Quoted passage:
— Start —

In Raising the White Flag: How Surrender Defined the American Civil War (University of North Carolina Press, 2019, $39.95), David Silkenat, senior lecturer in American history at the University of Edinburgh, examines how 19th century attitudes toward civilized war and honor made it possible for Civil War soldiers to surrender without shame. In the 150 years since the Civil War’s conclusion, however, Silkenat argues that American attitudes toward surrender have changed dramatically, leading the U.S. military to train service members to see raising the white flag as an act of dishonor.
One in four Civil War soldiers surrendered at some point during the conflict. Why was surrender so common?
Officers saw surrender as a legitimate, proper, and honorable way to end a battle that they were going to lose. In April 1861, Major Robert Anderson surrendered his garrison at Fort Sumter after the fort was bombarded for 34 hours. The Union greeted Anderson as a hero, and the reaction established that a commander could surrender honorably if continuing to fight would lead only to the needless loss of life. On the battlefield, individual soldiers threw down their weapons and asked to be taken prisoner when they saw no alternative. Most soldiers thought allowing themselves to be taken prisoner was better than trying to fight it out in a desperate situation.
What were professional officers taught about surrender?
One thing taught at West Point was wars between civilized nations should be fought according to largely unwritten but widely accepted rules. One of the principles was that when an enemy offers to surrender, the victor is supposed to accept.
What does it say about soldiers’ attitudes about honor and duty that surrender was so accepted?
Soldiers who surrendered on the battlefield weren’t usually cowards or shirkers. In fact, they tend to be the bravest soldiers—the last to retreat when the line has broken. It was seen as dishonorable to kill a man who had raised his hands. Soldiers were often paroled after they surrendered as long as they pledged on their honor not to fight again until they were told that they had been formally exchanged for prisoners on the other side. One of the remarkable things about Civil War soldiers is that they took being paroled extremely seriously. For example, some of the Confederate soldiers paroled after the fall of Vicksburg thought they had been formally exchanged but actually had not been, and when forced to surrender a second time at Chickamauga they were horrified that they were seen as having acted dishonorably.
Talk about the Dix-Hill Cartel.

— End —

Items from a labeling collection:
— Start —

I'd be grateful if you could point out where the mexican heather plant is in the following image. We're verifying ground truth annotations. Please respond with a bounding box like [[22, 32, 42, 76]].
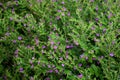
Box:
[[0, 0, 120, 80]]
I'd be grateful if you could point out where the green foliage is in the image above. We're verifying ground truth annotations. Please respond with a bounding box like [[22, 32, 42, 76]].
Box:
[[0, 0, 120, 80]]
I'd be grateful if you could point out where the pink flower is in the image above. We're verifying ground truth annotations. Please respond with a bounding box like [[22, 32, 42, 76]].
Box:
[[78, 74, 83, 78], [54, 46, 57, 50], [110, 53, 114, 57], [18, 36, 22, 40]]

— End —

Task brief:
Resume the interview on Civil War surrender after its final line, in the same question-and-answer style.

In response:
At the beginning of the war, neither side was interested in holding large numbers of enemy soldiers because of the expense. Confederates, however, believed that participating in prisoner exchanges would lend legitimacy to the argument that the Confederacy was an independent, civilized nation. President Lincoln did not want encourage foreign recognition of the Confederacy, but public pressure led him in July 1862 to agree to a formalized exchange arrangement named after its chief negotiators, Union Maj. Gen. John A Dix and Confederate Maj. Gen. Daniel H. Hill. Under the Dix-Hill cartel, paroled prisoners were honor-bound not to resume fighting until they had been exchanged for an equivalent number of prisoners from the other side. During the year or so that the cartel was active and healthy, soldiers and officers knew that if they surrendered they would be treated fairly well and held prisoner only fairly briefly. The cartel broke down in the second half of 1863 after both sides accused the other of cheating and because of the Confederacy’s announcement it would not treat captured African-Americans soldiers as prisoners of war but instead as fugitive slaves. There was a sharp dropoff in exchanges and horrible prisoner of war camps such as Andersonville were opened.
What was the significance of the Lieber Code?
According the Federal government’s Lieber Code, legitimate soldiers who surrendered were entitled to adequate food, shelter, and humane treatment. For the code’s author, legal philosopher Francis Lieber, a legitimate soldier fought in uniform and was part of a recognized chain of command. Lieber stated that guerrillas who didn’t play by the rules of warfare—they didn’t wear uniforms, hid in the civilian population, stole and killed indiscriminately—were criminals and did not deserve the protections a legitimate soldier did. The Lieber Code signaled that guerrillas, most of whom fought for the Confederacy, could not surrender for fear of being executed.
What about African American soldiers?
While official Confederate policy deemed captured African Americans fugitive slaves who should be returned to their masters, in practice, captured black soldiers often faced execution. The most famous example of this was Fort Pillow, but there were dozens of incidents in which African American soldiers were put to death after surrendering. According to Lieber, African Americans fighting in uniform were legitimate soldiers who deserved the same rights as white soldiers. Black soldiers feared capture and fought ferociously.
How did President Lincoln’s “malice toward none” policies affect Confederate commanders’ willingness to surrender?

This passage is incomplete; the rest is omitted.